Exercise goal: Show every line of the material below that contains the word "wall", copying each one in full. Case counts, so a line matches only if it has that string in the same capitalization.

Supplied information:
○ ○ ○ ○ ○

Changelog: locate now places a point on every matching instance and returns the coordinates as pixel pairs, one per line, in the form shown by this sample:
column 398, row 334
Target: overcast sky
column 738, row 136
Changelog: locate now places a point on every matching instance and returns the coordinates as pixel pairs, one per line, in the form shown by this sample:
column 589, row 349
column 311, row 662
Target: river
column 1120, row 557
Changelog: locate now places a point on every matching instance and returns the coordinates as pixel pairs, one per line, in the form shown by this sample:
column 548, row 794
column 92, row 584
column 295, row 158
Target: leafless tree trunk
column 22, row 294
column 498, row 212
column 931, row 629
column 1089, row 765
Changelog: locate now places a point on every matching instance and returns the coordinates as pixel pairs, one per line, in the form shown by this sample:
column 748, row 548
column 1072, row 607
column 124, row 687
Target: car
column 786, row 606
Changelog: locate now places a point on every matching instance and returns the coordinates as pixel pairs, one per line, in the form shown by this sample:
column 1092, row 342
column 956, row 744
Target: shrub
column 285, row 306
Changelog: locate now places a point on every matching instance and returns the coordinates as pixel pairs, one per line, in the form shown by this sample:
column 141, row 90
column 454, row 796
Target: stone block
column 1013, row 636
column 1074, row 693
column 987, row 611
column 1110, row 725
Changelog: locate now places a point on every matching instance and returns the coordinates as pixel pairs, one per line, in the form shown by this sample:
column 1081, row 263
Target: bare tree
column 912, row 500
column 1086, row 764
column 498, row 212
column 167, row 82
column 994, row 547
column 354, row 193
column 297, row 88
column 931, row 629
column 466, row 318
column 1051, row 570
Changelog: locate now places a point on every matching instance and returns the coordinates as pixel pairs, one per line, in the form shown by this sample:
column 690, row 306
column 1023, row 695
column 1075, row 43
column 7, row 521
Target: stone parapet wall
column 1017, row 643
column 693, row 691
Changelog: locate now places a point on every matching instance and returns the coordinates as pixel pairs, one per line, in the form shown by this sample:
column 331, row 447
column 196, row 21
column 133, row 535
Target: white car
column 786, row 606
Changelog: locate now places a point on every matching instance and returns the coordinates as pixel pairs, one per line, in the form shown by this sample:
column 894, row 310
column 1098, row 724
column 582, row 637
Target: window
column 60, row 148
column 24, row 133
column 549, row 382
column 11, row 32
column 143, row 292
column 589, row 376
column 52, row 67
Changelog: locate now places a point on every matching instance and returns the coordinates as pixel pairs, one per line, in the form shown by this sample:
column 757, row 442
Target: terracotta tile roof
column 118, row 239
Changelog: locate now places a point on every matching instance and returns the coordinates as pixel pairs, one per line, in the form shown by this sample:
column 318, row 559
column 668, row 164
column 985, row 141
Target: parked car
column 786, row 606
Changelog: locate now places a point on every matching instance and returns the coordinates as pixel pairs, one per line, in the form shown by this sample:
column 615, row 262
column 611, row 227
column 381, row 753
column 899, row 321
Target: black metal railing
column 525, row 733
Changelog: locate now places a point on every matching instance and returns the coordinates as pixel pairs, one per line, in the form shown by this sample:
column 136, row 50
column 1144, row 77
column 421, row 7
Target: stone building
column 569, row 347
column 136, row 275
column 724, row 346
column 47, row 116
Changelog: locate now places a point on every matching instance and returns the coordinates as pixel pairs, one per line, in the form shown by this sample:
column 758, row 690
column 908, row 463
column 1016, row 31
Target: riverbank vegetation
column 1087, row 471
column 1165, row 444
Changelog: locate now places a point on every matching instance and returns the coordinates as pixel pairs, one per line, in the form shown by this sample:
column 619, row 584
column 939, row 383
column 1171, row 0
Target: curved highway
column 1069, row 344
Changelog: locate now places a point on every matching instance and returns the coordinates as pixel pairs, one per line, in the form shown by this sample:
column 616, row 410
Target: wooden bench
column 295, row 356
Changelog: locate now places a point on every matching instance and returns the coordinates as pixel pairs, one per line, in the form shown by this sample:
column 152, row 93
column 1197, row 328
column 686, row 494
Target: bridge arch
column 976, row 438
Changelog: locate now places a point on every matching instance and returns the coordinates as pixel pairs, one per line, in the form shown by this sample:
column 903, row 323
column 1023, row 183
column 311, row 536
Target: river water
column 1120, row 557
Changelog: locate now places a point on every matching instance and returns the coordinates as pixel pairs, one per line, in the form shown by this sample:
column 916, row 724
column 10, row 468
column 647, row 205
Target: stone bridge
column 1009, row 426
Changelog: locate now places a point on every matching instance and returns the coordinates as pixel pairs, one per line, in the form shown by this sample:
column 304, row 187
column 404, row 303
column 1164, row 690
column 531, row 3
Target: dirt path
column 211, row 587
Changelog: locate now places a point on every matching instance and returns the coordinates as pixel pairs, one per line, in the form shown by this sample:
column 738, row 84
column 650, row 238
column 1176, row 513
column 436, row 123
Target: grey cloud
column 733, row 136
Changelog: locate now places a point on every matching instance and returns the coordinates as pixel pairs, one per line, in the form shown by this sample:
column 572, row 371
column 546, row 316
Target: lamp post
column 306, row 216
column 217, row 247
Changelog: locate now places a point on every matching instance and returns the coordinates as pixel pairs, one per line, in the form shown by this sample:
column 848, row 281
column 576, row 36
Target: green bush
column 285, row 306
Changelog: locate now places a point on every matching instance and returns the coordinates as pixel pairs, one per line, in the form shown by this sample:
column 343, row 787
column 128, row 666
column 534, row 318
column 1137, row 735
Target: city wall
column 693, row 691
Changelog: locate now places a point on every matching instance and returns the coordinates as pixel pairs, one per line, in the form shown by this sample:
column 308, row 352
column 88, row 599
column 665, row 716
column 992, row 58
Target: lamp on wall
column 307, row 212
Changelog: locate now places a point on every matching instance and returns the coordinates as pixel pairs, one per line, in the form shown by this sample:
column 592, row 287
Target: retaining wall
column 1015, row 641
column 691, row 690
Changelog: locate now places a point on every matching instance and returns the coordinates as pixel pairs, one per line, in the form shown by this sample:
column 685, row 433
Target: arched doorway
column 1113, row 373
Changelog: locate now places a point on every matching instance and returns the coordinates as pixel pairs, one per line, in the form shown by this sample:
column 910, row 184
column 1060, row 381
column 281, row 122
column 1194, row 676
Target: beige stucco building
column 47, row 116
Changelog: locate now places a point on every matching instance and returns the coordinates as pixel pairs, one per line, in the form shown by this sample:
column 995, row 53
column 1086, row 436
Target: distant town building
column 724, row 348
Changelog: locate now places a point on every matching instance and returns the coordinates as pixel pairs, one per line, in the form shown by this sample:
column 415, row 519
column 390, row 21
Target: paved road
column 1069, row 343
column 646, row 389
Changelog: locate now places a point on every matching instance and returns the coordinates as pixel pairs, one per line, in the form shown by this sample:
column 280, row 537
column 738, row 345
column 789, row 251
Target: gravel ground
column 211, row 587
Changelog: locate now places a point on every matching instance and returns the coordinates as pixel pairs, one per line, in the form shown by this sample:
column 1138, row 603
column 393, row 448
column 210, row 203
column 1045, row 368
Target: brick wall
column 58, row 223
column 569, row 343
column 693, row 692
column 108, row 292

○ ○ ○ ○ ○

Correct answer:
Target: stone parapet wall
Target: city wall
Target: lamp on wall
Target: retaining wall
Target: brick wall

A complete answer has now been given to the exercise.